══ GIVEN RECORDS ══

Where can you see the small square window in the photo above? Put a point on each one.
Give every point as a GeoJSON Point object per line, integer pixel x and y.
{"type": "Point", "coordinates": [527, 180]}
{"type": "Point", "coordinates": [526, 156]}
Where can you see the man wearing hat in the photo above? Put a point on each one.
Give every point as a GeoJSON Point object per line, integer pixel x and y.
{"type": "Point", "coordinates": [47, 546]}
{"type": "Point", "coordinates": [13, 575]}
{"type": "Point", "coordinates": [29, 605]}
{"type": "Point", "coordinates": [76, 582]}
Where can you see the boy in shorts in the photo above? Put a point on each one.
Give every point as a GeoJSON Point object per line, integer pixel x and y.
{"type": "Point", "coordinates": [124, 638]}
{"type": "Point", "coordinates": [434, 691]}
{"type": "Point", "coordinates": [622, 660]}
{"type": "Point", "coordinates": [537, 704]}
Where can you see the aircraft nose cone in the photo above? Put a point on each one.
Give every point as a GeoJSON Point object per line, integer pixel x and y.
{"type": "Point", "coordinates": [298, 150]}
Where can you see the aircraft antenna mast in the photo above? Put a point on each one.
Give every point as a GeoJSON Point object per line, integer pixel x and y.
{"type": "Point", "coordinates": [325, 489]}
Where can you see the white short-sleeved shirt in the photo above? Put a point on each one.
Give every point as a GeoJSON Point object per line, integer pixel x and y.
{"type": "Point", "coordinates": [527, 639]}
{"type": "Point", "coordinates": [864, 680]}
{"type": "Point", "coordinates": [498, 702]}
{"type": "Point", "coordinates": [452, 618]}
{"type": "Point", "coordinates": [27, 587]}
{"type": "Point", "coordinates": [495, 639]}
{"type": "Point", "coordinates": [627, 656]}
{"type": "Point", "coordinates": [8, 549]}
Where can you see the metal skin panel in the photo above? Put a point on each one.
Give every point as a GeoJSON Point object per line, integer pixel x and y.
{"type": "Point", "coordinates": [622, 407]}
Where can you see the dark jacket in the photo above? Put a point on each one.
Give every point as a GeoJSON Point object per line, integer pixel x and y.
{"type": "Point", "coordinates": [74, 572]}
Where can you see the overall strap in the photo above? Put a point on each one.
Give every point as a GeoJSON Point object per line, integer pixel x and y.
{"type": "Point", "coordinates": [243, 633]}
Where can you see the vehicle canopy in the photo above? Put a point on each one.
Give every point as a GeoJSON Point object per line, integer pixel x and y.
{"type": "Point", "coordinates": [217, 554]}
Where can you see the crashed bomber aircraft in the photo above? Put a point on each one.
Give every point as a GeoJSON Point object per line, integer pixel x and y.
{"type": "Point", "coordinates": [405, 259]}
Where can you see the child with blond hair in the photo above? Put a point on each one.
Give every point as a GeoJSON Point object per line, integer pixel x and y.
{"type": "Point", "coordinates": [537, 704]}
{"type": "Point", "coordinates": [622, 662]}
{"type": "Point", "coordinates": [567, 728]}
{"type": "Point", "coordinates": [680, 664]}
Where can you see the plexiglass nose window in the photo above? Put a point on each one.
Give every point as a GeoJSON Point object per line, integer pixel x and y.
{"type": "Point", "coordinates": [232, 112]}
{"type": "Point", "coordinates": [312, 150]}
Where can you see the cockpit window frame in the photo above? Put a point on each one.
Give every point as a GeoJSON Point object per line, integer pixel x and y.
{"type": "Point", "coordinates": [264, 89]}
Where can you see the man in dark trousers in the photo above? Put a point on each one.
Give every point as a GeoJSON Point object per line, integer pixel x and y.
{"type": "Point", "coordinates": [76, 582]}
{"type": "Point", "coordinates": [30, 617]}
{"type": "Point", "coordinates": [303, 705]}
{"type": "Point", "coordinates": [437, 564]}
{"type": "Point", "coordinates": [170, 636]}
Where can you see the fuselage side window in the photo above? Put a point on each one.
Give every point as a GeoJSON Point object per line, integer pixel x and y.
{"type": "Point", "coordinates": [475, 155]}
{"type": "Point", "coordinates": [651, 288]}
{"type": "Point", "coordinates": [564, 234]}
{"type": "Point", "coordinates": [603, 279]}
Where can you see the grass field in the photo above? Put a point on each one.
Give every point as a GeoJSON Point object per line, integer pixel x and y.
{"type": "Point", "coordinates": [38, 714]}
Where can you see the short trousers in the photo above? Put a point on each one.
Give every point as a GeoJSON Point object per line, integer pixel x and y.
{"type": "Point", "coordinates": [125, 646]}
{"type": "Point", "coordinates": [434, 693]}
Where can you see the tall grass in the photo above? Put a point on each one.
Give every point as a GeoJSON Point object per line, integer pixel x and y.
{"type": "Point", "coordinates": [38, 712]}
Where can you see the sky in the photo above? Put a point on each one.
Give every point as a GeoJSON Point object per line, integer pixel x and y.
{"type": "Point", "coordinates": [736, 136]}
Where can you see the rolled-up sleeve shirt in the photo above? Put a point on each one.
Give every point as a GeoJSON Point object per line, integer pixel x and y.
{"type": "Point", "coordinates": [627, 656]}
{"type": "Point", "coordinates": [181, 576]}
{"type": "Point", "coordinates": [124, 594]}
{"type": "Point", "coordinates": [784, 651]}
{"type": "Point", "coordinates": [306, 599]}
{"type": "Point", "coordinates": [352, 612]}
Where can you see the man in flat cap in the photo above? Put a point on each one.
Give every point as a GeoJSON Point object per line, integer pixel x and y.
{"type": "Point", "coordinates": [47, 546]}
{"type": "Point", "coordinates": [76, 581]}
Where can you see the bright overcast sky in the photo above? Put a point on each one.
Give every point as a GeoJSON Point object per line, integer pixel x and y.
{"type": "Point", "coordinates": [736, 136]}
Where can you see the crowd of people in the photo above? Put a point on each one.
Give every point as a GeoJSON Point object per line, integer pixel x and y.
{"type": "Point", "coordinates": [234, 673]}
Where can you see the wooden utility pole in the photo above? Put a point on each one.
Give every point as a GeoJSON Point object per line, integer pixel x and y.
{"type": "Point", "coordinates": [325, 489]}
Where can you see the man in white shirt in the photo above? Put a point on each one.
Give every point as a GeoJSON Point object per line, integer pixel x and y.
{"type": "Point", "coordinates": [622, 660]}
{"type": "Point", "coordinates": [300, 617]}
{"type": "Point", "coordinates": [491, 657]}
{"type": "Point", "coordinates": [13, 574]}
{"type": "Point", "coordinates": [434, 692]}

═══

> _THE PROBLEM_
Rescale the items from the line containing "Where can you see the man in white" through the end of the items, both ends included, and give those lines again with the requests kept. Multiply every coordinate in the answers by 1.95 and round to whole numbers, rounding halves up.

> _COMPLETE RESPONSE_
Where can you see the man in white shirt in the photo above? Put a point on each one.
Give every point as a GeoJSON Point object per line, integer pixel x and y.
{"type": "Point", "coordinates": [1213, 1287]}
{"type": "Point", "coordinates": [585, 1203]}
{"type": "Point", "coordinates": [957, 1281]}
{"type": "Point", "coordinates": [25, 1119]}
{"type": "Point", "coordinates": [846, 1349]}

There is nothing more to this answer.